PASSAGE PROVIDED:

And while there can be the occasional distractions from chatting with colleagues or office activities, the structured and professional setting of an office work environment is less distracting than home.
Employees working in an office environment can turn around and bounce ideas off each other or spontaneously collaborate. This element is one that’s missed if you work remotely and teamwork is quite minimal.
Sure there’s software made for teamwork such as Asana or Monday dot com, but there’s nothing like instantaneous input from co-workers. In terms of productivity as an individual and a team, the physical office takes the cake.
Unlike working remotely, there’s a clear separation between your work environment and home when you’re at an office space. When an individual leaves the office at the end of the day, they’re able to mentally disconnect and physically distance themselves from the office.
A clear separation is important for work-life balance and shouldn’t be overlooked.
Cons of working in an office
What a physical office lacks, a remote working environment makes up for.
As we mentioned earlier, a lengthy commute on a daily basis can often lead to frustration which eats into your energy. The time taken for a commute could be spent on extra sleep or exercise, and when traveling in a heavily crowded public transport facility you risk getting unwell - not great for productivity in the grand scheme of things.
One of the less attractive features of working in an office is the added stress of office politics.
And yes, it exists in almost every workplace. Navigating this can be stressful for those who want to simply turn up to work and get things done, without getting involved in power dynamics or competition.
Becoming overly involved in office politics can be highly stressful and reduce overall job satisfaction, which as we know is a productivity killer.
Unless it’s a hybrid work environment, then you will need to get used to working the same hours everyday. Individuals who have peak productivity times will suffer the most from rigid hours and this is a slight drawback.
During and after the pandemic most of the world started placing a strong emphasis on their mental health. The same conscious effort carried over to work life and people were quitting their job or changing occupations.
Pros of working from home
Spending more time with family was expressed as one of the things people wanted to do more after Covid, and remote working allows people to do that.
There’s a common perception that being surrounded by family members is distracting for work, but some employees are more motivated to work when given their desired work conditions. Now that the workforce is returning to the office, people are more appreciative of being awarded flexible conditions.

MATERIAL SUPPLIED:

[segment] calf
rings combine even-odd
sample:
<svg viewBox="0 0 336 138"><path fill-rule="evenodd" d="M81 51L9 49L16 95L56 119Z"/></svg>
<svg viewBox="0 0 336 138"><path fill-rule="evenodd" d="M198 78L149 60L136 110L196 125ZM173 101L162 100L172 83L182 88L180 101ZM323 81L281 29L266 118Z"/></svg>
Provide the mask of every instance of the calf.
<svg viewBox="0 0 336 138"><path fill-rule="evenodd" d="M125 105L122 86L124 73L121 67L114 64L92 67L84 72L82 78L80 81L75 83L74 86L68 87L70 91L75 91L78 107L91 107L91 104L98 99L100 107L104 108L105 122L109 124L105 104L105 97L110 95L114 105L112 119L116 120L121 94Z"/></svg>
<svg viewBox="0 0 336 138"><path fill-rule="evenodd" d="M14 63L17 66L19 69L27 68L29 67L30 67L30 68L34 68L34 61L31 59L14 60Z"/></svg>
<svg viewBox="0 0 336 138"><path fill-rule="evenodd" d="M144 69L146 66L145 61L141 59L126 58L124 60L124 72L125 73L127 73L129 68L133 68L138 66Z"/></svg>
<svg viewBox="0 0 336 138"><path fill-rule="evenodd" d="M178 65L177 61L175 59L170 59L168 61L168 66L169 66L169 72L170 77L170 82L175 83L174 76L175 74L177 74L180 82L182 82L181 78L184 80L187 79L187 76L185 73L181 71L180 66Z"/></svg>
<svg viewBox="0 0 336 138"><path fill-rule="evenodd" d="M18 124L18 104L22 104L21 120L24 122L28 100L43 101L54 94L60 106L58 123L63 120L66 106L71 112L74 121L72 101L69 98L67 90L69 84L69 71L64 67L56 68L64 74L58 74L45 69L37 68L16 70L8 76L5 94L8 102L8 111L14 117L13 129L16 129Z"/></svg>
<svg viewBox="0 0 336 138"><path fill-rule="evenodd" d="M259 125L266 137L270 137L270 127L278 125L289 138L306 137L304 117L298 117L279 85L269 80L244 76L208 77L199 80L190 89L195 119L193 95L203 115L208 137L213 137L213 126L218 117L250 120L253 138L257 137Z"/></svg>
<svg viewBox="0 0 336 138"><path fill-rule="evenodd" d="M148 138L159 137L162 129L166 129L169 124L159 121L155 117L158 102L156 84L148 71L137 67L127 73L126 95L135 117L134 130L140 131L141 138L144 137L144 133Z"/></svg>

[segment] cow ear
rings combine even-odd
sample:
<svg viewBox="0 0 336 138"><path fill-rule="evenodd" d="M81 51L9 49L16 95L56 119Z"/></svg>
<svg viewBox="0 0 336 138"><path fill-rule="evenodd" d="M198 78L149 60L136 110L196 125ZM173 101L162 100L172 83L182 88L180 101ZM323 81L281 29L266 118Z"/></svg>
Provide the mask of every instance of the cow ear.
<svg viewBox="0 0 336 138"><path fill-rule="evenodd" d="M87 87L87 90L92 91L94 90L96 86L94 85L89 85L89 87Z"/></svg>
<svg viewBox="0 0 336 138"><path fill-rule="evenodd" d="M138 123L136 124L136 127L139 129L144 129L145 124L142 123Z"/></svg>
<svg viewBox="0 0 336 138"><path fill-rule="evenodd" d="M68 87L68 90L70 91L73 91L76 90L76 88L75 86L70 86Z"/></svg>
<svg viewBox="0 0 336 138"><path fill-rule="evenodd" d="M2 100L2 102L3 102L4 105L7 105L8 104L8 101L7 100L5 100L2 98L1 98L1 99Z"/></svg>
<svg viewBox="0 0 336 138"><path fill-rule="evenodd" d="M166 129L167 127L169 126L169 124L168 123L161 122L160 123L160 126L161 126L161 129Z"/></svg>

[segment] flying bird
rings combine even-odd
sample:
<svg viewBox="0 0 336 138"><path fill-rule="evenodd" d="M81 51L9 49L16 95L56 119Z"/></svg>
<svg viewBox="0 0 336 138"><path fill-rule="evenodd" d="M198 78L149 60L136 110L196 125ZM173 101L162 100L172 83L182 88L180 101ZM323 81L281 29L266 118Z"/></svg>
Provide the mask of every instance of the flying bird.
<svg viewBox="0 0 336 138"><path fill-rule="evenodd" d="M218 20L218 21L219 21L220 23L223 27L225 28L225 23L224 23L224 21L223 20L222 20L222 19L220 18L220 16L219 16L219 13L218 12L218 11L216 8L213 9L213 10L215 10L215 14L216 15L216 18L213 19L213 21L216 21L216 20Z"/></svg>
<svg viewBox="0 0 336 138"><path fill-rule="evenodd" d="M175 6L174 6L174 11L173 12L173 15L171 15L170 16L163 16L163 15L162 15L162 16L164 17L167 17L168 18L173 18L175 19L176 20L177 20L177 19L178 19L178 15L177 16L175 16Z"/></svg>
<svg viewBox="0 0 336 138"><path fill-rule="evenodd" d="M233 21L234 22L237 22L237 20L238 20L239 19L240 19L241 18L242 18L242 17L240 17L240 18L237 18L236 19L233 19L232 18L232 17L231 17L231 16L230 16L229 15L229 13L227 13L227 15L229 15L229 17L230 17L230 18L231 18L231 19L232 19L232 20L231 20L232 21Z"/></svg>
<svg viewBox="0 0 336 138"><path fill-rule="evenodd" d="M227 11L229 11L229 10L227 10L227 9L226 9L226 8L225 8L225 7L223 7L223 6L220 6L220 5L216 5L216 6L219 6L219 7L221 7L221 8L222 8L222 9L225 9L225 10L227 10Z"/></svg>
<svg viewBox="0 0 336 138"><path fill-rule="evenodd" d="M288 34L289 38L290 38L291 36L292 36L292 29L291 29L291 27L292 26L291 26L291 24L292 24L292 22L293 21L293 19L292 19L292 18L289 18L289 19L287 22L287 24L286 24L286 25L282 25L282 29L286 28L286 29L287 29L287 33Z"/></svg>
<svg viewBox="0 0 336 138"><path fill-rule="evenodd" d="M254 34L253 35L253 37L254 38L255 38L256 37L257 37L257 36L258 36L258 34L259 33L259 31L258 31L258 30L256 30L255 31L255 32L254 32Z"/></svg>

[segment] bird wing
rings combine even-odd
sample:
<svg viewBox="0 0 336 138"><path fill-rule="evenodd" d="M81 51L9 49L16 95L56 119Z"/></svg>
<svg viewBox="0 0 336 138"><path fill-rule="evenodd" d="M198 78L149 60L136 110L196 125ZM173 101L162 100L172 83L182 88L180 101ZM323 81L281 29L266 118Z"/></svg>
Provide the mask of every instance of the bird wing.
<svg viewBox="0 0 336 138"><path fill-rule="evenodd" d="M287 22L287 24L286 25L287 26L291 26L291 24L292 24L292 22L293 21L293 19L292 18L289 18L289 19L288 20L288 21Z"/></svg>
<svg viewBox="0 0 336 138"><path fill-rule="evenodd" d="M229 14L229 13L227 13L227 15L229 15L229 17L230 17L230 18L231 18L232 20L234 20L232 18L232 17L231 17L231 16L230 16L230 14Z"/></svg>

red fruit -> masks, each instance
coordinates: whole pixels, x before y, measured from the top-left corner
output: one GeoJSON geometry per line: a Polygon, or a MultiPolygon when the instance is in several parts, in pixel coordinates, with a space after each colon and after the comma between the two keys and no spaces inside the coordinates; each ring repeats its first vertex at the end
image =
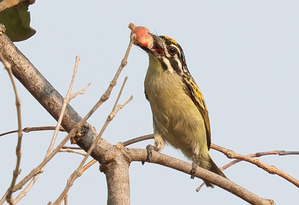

EXERCISE:
Please copy everything in the passage on office and remote work from "Pros of working" down to "to do that." word for word. You won't need the lines to do this.

THE COMPLETED TASK:
Pros of working from home
Spending more time with family was expressed as one of the things people wanted to do more after Covid, and remote working allows people to do that.